# [Passage]
Scientifically planned for inter-language communication the vocabulary for 80-90 percent understanding can be learned in as little as a month. 300-999 international word roots provide 80-99 percent understanding without years of memorization. A free dictionary provides for any additional
words and eliminates years of study. [1] Does not replace anyone's language! Companies can save thousands of dollars in training costs. Helps people learn English.
SAMPLE. La inteligenta persono lernas. Internacia lingvo estas la moderna, kultura lingvo por la tuta mondo. Simpla, fleksebla, ghi estas la praktika solvo de la problemo de internacia interkompreno & meritas vian konsideron. (The intelligent person learns. International language is the modern, cultural language for the whole world. Simple, flexible, it is the practical solution of the problem of inter-national mutual understanding & merits your consideration.)
Because this vocabulary builds words by combination and by adding prefixes and suffixes, thousands of words can be created without having to memorize them in advance. Scientific studies show that a basic vocabulary of about 850 word roots is equal to over 6000 English words and easily forms over 50,000 practical meanings, providing 85-99% understanding. This cannot be done with English, as English requires over 6000 words to cover 90% understanding because of its irregular word formation and ambiguity. [i]
[i] Arnold, Wesley. Important Language Research p 10. Tisljar (1980). Frekvencmorfemaro De Parolata Esperanto. Zagreb: Internacia Kultura Servo.

# [Data provided]
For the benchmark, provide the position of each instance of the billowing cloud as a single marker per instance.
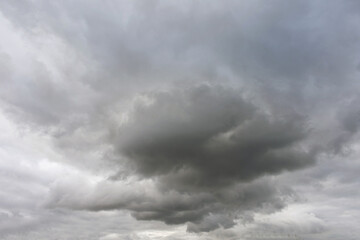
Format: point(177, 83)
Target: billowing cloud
point(227, 117)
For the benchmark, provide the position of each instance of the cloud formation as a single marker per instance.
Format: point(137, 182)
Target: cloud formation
point(200, 113)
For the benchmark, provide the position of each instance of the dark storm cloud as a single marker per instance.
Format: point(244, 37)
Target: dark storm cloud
point(208, 148)
point(208, 136)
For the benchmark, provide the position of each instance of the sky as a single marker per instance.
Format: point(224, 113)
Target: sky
point(173, 120)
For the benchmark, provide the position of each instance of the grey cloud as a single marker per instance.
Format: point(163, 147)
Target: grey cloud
point(75, 66)
point(209, 136)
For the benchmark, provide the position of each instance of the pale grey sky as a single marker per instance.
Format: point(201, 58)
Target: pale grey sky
point(179, 119)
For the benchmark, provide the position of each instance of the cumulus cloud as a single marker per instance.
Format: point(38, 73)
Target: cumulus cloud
point(194, 112)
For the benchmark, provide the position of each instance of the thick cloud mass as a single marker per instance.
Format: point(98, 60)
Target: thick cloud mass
point(228, 118)
point(210, 136)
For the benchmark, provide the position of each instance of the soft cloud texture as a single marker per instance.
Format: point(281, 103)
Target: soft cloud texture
point(231, 117)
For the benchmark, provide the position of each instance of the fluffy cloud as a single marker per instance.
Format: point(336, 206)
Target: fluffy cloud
point(184, 112)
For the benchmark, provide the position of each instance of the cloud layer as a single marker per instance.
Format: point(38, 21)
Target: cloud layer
point(232, 117)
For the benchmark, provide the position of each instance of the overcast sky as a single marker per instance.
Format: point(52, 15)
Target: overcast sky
point(174, 120)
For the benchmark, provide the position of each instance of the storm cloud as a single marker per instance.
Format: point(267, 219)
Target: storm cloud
point(215, 119)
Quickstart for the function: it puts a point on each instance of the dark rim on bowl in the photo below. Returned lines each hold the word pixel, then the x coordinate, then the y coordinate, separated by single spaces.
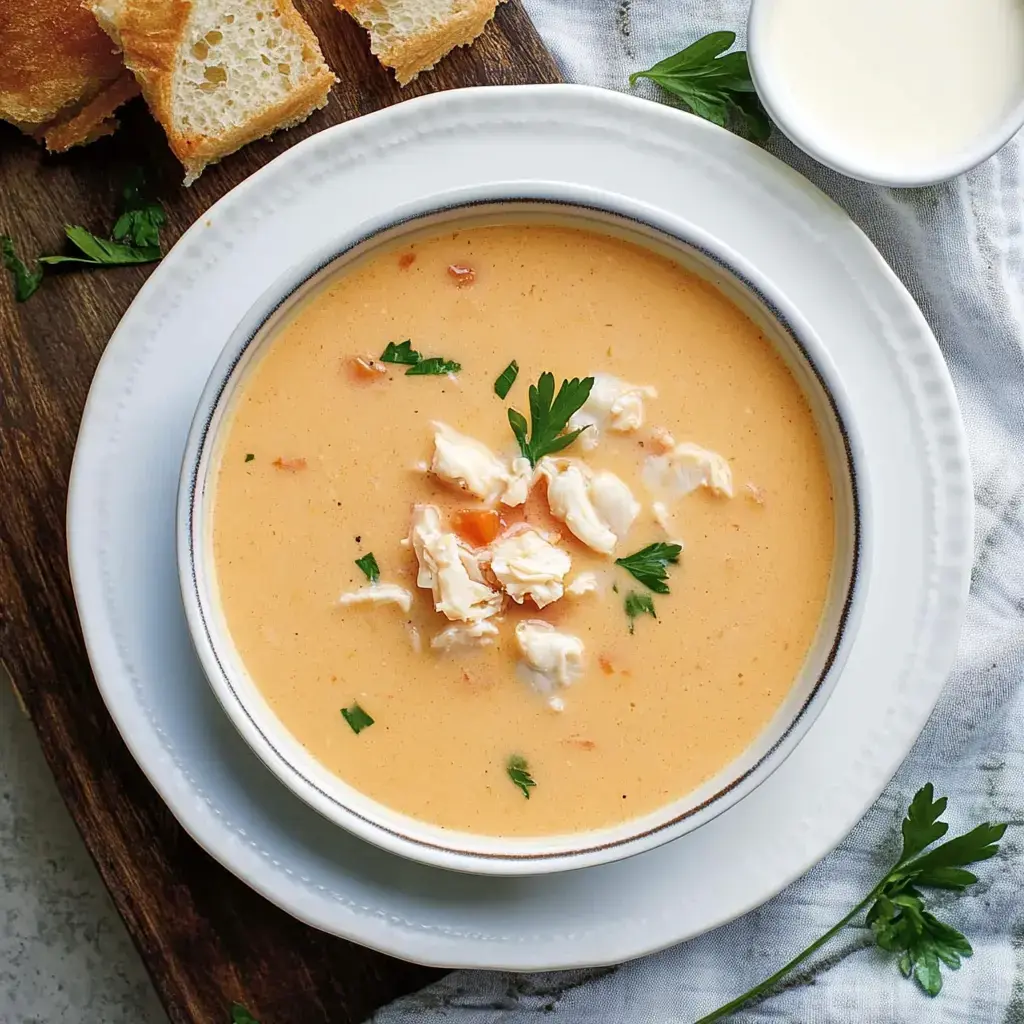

# [Set of tasks]
[1] List every percentage of understanding given in the passage about the international language vocabulary.
[2] Extend the passage about the international language vocabulary, picking up right after its final line.

# [Response list]
[1] 80-90 percent, 80-99 percent, 85-99%, 90%

[2]
This is not meant to replace any language rather it is: The quickest way to interlanguage communication between speakers of different languages without resorting to expensive and mistake prone translators and WITHOUT SPENDING THE MANY YEARS IT TAKES TO LEARN ENGLISH OR OTHER LANGUAGES. Companies can save thousands of dollars in translating and/or training costs by using a basic international vocabulary based on high utility words (50% English). Example: A company needs to use several workers on a project who do not understand each other's languages. Rather than spending several years to learn each other's language or hire expensive translators, better to send them, in advance learning materials for international vocabulary. Then get them together for a few weeks to practice using it together, using a teacher. This group could be up and communicating directly with each other in a month. [i] This offers THE MOST TIME EFFICIENT AND COST EFFICIENT SOLUTION to the problem of communication between languages. Business can be conducted directly and privately without expensive translators. Most people do not have time to learn other languages and most non-English speakers do not have the years it takes to learn English. (No matter how much we want them to) But International Vocabulary can be learned according to scientific tests in one quarter the time as any other language. [ii] We could save millions of dollars a year
if the UN was told to use International Vocabulary instead of that expensive translation into six languages. (Nearly all of that translation goes into the trash within a few weeks.) Millions of dollars are wasted on translation to multiple languages. Everyone wants speeches to be translated and printed into their languages and they want us to pay for it. Every human should be able to communicate with every other human especially in emergencies. Humans need to understand each other. This vocabulary makes possible for humans to be able to understand each other without years of study. Currently it is being used in over 90 countries and has over two million speakers worldwide. Many have email addresses and are willing to help. It has been fully tested and used by professionals, and individuals with success. There are several worldwide publications using it. Books and international magazines are available in many countries.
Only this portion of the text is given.